◆ The request
Return every line of the records below unchanged, omitting the pictures.

◆ Material provided
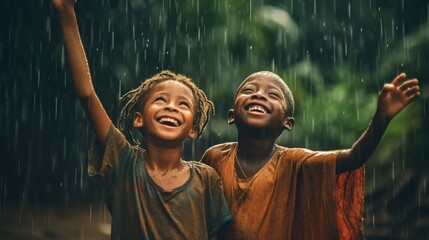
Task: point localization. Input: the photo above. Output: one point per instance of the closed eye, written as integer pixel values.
(247, 90)
(275, 95)
(186, 104)
(159, 99)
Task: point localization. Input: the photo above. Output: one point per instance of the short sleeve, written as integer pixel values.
(219, 210)
(105, 162)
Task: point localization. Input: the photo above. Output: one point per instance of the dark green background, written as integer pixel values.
(335, 55)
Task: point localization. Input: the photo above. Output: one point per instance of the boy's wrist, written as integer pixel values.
(66, 13)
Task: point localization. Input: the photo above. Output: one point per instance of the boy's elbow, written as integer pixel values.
(349, 160)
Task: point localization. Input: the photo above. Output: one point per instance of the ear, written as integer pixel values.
(231, 116)
(288, 123)
(138, 120)
(192, 134)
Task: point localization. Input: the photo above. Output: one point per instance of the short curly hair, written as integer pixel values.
(137, 98)
(290, 102)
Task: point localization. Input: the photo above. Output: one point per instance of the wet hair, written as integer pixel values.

◆ Completed exercise
Task: point localization. Input: the photo above. Output: one point per instance of the closed eye, written as integer pixel values.
(247, 90)
(275, 95)
(186, 104)
(159, 99)
Task: point localization. Input: the photo above. Output: one point per instance of the short sleeve, written as integer pixel values.
(219, 210)
(105, 162)
Task: point localization. Input: the photo above. Output: one point per instance of the dark green background, written as integer pixel values.
(335, 55)
Task: point localization. Input: the photo above. Output: one point per instance of the boy's wrist, written as integer pixel values.
(66, 13)
Task: point localization. Input: the photo above. Output: one point per instance of the boy's elbow, written as integer pixel values.
(349, 160)
Task: point localization. Input: the photo above. Output: one point per instance of the ear, written as integer pixel values.
(231, 116)
(288, 123)
(138, 120)
(192, 134)
Task: point localization. Input: the photo above. Output: one point per instance of the short curly hair, written as integer pixel values.
(137, 98)
(290, 102)
Task: point localization. Input: the photo above. Output: one point per instance of the wet hair, written as integer pixel values.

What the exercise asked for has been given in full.